Keep only the lines of the data below that contain the word "great", and copy each of them out.

Dataset entries:

.....

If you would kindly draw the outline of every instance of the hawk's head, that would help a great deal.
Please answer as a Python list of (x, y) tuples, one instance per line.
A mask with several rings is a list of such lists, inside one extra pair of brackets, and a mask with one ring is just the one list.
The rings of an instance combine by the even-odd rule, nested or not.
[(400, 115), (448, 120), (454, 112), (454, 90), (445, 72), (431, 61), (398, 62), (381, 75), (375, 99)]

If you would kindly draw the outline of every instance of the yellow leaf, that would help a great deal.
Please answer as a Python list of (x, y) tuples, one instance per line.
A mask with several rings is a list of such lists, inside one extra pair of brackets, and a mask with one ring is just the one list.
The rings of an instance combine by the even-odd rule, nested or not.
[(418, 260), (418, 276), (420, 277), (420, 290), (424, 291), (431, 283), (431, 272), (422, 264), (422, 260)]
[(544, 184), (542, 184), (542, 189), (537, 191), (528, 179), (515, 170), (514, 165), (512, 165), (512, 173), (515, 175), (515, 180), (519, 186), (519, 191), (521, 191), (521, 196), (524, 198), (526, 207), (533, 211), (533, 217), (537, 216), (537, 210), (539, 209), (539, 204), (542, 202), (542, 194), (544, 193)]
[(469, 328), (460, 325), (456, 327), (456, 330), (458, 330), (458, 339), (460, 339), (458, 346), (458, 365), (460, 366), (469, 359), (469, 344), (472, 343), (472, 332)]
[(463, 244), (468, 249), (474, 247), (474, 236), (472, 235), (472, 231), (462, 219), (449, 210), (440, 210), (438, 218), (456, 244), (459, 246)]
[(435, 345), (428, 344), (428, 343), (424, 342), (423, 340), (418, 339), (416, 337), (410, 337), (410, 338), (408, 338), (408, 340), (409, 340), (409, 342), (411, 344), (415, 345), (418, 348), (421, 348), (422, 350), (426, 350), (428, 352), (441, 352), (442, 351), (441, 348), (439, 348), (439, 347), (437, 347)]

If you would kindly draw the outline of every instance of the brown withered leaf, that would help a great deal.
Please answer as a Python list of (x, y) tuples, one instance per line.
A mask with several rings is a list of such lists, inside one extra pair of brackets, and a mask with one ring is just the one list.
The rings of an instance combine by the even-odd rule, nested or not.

.....

Output for this task:
If you would kindly draw the outline of every instance of the hawk's head, that would help a great deal.
If you would kindly draw the outline of every instance of the yellow leaf, that would help a great deal.
If you would kindly draw the outline of every instance of the brown withered leaf, that would help a great deal.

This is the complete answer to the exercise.